Listed entries:
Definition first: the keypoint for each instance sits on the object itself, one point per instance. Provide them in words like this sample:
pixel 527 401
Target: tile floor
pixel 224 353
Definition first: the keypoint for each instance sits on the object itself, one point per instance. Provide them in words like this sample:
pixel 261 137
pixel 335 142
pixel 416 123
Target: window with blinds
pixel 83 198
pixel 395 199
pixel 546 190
==
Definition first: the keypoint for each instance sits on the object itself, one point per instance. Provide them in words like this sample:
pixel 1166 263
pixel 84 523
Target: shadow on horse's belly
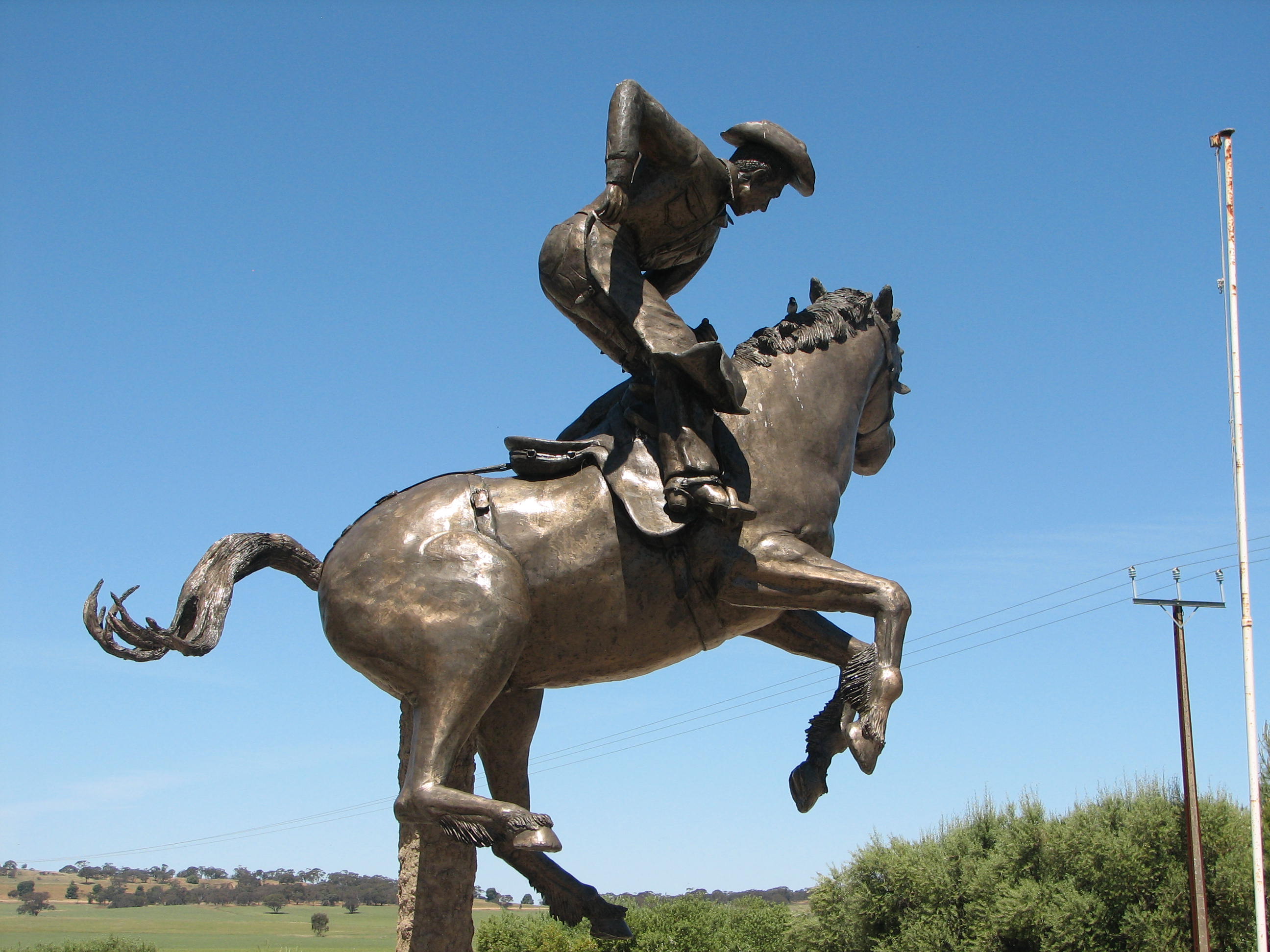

Task brief: Please copy, exactly as written, every line in the listing above from the line with "pixel 1166 263" up to and including the line with "Target: shadow on horse's belly".

Solution to the exercise:
pixel 1166 263
pixel 84 523
Target: shadow on horse's belly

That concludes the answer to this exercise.